■ EXERCISE PROMPT ■
Would you please output only the lines from the one containing "target | dark suit jacket" through the end of the entries below, exactly as written?

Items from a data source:
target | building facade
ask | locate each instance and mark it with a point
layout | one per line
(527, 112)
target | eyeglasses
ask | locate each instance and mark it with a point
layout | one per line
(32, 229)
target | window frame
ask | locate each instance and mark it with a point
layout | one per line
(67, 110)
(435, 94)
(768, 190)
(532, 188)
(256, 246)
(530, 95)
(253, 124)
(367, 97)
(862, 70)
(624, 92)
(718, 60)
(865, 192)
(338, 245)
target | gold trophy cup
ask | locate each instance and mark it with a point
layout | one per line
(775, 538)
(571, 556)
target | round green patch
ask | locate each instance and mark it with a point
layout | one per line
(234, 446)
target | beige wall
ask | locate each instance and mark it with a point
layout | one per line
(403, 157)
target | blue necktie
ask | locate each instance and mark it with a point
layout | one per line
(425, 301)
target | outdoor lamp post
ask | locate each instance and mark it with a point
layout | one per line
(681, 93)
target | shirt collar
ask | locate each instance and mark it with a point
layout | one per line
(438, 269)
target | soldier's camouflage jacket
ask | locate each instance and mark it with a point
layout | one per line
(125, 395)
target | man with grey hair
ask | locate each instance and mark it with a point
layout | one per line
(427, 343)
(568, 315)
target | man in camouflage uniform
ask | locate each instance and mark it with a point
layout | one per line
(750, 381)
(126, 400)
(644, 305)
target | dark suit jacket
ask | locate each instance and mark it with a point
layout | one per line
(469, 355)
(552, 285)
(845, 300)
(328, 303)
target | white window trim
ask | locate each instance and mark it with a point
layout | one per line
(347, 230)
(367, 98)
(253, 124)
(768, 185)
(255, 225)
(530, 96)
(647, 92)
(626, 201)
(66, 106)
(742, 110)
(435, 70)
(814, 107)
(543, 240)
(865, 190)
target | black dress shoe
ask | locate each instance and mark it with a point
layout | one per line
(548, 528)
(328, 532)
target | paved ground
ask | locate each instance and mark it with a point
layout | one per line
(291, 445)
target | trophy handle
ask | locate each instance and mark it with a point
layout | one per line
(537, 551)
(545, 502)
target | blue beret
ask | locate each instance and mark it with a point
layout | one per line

■ EXERCISE RESPONSE ■
target | dark suit jacket
ask | locate each instance and mark it with a point
layout | one per line
(469, 355)
(552, 285)
(845, 300)
(328, 303)
target | white window trim
ask | locate each instance and mark it with a point
layout | one per line
(347, 230)
(367, 98)
(253, 124)
(768, 185)
(255, 225)
(530, 96)
(647, 92)
(626, 201)
(66, 106)
(742, 110)
(435, 70)
(814, 107)
(543, 240)
(865, 190)
target | black dress shoe
ask | locate each instance and mark it with a point
layout | one per line
(548, 528)
(328, 532)
target | paved ground
ask | locate each instance and mark it with a point
layout | one per line
(291, 445)
target | trophy handle
ask | locate each instance and mark it with a point
layout | one per line
(537, 551)
(545, 502)
target | blue beret
ask | locate each instance and mark it with a point
layout | one per line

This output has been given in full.